_PASSAGE PROVIDED:_
Top Indian fashion designers enthrall for South African charity
June 29th, 2008 - 3:34 pm ICT by IANS ( Leave a comment )
By Fakir Hassen
Durban, June 29 (IANS) Three of India’s leading fashion designers presented their latest creations at a special show in aid of a children’s charity here. Tarun Tahiliani, Rohit Bal and Neeta Lulla Saturday thrilled packed audiences with two shows at a specially-created venue as part of the annual Durban Fashion Week. They participated in the Eastern Mosaic Style Showcase, which regularly proves to be the showstopper as local and international designers showcase their wares in several shows over four days.
The first show featured the cream of South African society at the keenly awaited Indian element of the Fashion Week, where Indian designers have become a regular feature of the annual event since it started three years ago.
The second show saw proceeds going to Save Our Children, a charity chaired for the past five years by South African Indian businesswoman Vanashree Singh, who is the convenor of the Durban Fashion Week.
“There was such a huge demand for the first show and we just could not cater for it, so we decided to do something we do not usually do,” Singh said.
“We do not repeat a show at Fashion Week because it is about showing new ranges and giving everyone opportunities. We could have filled two more halls with the demand (for the Indian designers), so after speaking to the Eastern Mosaic team, we decided to have another one that the children could benefit from, and it was sold out just as quickly.”
Singh said the funds would be used for projects to teach women in rural areas to care for their children adequately and also to support child-headed households where parents have succumbed to HIV-Aids.

_HOW TO COMPLETE THIS TASK:_
Answer these questions about the article on Indian designers at Durban Fashion Week:
1. Which three Indian fashion designers presented their creations at the show?
2. How many years ago did the Durban Fashion Week start?
3. Which charity received the proceeds of the second show?

[Collected data entries]

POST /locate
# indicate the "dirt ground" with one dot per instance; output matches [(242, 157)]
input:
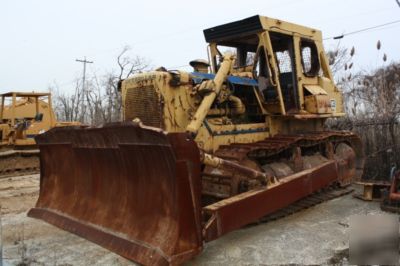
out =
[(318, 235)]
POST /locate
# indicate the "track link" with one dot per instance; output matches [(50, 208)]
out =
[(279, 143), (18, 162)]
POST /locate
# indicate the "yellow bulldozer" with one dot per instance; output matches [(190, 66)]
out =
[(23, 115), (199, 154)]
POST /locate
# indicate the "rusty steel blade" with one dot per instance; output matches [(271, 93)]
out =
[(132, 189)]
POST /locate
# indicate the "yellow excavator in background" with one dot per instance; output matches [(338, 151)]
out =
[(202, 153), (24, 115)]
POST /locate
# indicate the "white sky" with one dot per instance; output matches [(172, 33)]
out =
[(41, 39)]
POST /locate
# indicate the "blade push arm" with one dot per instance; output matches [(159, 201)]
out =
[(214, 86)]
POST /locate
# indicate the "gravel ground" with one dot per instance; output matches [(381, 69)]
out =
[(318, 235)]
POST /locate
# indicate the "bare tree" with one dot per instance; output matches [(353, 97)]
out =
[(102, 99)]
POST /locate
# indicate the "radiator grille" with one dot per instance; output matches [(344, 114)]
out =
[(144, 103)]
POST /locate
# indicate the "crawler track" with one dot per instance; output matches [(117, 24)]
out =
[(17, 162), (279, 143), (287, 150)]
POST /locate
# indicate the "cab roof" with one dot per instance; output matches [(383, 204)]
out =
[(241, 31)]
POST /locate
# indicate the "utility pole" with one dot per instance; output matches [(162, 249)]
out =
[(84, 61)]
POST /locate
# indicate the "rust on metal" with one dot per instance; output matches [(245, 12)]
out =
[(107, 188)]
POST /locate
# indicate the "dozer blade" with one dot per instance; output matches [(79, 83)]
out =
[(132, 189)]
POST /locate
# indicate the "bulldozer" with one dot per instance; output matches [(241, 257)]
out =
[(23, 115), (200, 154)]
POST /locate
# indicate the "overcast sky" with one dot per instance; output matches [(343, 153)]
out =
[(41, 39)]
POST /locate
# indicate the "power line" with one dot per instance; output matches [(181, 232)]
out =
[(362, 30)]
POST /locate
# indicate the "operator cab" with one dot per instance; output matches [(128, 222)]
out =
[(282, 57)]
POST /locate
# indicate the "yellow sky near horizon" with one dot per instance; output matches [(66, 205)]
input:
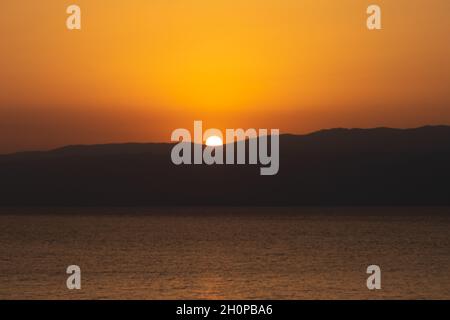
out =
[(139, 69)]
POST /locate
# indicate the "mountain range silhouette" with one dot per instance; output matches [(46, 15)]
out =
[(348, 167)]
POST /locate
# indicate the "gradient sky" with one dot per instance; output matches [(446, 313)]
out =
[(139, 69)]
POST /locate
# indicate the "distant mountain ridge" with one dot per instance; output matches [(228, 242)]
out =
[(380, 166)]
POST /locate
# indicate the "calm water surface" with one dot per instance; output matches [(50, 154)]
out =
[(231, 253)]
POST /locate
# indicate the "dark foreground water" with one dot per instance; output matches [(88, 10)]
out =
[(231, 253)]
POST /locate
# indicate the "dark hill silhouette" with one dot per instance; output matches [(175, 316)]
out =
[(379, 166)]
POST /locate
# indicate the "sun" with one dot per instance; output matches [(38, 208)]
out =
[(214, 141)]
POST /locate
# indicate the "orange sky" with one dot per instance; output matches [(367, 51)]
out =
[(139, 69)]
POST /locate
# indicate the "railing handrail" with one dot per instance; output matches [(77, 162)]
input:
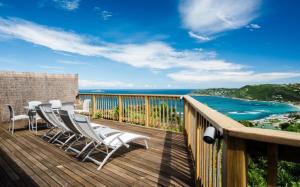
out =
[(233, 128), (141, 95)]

_ANSWER TO THIS PROBLEM:_
1. Tarun Tahiliani, Rohit Bal and Neeta Lulla.
2. Three years ago.
3. Save Our Children.